* _Text excerpt_:

**********

Until recently, the leading theory was that DMF works against MS primarily by unleashing the activity of a protein called Nrf2, which helps protect the brain from autoimmune damage by marshaling a powerful anti-oxidant response and which may also reduce immune system activation. Studies published in the past year have suggested, however, that DMF works principally by reducing immune system activity and does so independently of Nrf2. In recent years, there have also have been several reports among patients taking Fumaderm® or Tecfidera® of a potentially fatal viral brain infection called progressive multifocal leukoencephalopathy, which normally occurs only in people whose immune systems have been seriously weakened.

**********

* _Your tasks_:
**A.** Answer these questions from the passage on DMF:
(i) Which protein did the leading theory say DMF works through?
(ii) How do studies from the past year suggest DMF principally works?
(iii) Which viral brain infection has been reported among patients taking Fumaderm® or Tecfidera®?
**B.** Does each statement agree with the passage on DMF? Answer yes or no, and quote the words that decide it.
(i) The brain infection normally occurs only in people with seriously weakened immune systems.
(ii) Recent studies suggest DMF's main effect depends on Nrf2.
(iii) Nrf2 helps protect the brain from autoimmune damage.
**C.** Print the part of the passage on DMF starting at "Until recently, the" and ending at "been seriously weakened.", word for word.
The listing after this point is separate material with no connection to the passage on DMF.

* _Information supplied_:
**********

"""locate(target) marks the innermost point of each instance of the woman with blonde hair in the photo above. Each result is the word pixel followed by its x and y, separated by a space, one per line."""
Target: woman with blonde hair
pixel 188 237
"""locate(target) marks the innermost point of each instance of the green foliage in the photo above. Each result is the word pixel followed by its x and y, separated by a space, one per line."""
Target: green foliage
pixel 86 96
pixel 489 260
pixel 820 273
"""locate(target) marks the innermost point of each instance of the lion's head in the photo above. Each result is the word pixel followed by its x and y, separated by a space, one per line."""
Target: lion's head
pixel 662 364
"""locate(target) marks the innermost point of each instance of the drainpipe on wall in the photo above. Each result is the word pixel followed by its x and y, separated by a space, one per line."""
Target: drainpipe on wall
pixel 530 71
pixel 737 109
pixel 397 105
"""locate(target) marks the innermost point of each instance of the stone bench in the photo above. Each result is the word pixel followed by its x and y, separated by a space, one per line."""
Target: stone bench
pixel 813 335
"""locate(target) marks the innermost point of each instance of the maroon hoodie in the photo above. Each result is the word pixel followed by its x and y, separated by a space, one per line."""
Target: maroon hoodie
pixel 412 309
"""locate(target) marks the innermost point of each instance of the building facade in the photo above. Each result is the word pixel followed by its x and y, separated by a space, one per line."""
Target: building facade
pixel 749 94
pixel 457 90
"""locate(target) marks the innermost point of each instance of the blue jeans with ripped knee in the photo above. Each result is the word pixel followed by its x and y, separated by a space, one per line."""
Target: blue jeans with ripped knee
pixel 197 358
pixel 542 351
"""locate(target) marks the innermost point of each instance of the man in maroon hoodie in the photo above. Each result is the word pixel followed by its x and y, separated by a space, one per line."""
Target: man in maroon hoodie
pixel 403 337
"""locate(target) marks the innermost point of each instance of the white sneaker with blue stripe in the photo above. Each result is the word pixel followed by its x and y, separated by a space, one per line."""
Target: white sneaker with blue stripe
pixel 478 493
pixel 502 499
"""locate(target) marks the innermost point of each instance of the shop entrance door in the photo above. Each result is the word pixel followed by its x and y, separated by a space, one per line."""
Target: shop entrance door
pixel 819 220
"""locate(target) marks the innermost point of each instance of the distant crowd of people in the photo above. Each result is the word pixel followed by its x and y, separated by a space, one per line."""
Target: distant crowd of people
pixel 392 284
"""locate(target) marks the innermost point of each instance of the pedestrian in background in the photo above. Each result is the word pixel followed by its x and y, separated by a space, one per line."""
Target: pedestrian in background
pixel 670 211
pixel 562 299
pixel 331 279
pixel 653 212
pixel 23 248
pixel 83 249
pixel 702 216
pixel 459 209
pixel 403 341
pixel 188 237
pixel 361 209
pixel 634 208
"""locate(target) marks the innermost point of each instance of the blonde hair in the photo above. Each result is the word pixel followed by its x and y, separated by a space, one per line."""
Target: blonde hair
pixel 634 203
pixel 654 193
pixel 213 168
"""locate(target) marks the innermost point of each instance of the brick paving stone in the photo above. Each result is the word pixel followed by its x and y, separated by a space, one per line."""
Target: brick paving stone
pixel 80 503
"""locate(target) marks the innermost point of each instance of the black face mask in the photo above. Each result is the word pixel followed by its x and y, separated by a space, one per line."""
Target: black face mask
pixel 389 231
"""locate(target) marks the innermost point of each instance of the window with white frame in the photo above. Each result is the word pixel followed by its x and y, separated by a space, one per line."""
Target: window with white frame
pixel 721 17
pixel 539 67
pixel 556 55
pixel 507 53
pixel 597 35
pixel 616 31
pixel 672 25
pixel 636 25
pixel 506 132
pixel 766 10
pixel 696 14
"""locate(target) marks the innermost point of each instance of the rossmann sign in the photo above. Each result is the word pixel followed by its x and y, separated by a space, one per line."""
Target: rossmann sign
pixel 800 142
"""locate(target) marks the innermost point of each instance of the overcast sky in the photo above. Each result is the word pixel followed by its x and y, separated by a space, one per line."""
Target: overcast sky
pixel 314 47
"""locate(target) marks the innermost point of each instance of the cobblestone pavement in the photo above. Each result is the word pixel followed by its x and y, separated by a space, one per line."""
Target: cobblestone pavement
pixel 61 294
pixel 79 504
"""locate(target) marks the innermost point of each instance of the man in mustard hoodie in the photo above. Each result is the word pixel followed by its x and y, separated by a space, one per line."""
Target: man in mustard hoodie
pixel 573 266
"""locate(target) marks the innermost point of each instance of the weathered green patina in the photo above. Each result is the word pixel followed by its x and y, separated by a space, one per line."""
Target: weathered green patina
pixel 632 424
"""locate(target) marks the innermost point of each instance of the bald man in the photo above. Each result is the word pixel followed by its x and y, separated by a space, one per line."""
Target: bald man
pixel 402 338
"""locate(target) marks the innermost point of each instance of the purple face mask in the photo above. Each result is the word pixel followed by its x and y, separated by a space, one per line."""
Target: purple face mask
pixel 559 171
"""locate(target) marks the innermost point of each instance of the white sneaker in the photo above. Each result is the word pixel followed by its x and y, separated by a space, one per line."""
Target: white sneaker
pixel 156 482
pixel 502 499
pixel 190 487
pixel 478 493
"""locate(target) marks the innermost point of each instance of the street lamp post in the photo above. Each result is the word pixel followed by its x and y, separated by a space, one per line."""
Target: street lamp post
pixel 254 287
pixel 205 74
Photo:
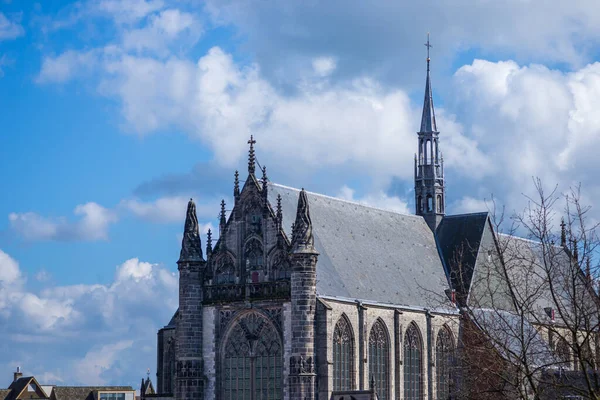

**********

* _Answers to each task_:
**A.**
(i) Nrf2.
(ii) By reducing immune system activity, independently of Nrf2.
(iii) Progressive multifocal leukoencephalopathy.

**B.**
(i) Yes: "which normally occurs only in people whose immune systems have been seriously weakened"
(ii) No: "does so independently of Nrf2"
(iii) Yes: "helps protect the brain from autoimmune damage"

**C.**
Until recently, the leading theory was that DMF works against MS primarily by unleashing the activity of a protein called Nrf2, which helps protect the brain from autoimmune damage by marshaling a powerful anti-oxidant response and which may also reduce immune system activation. Studies published in the past year have suggested, however, that DMF works principally by reducing immune system activity and does so independently of Nrf2. In recent years, there have also have been several reports among patients taking Fumaderm® or Tecfidera® of a potentially fatal viral brain infection called progressive multifocal leukoencephalopathy, which normally occurs only in people whose immune systems have been seriously weakened.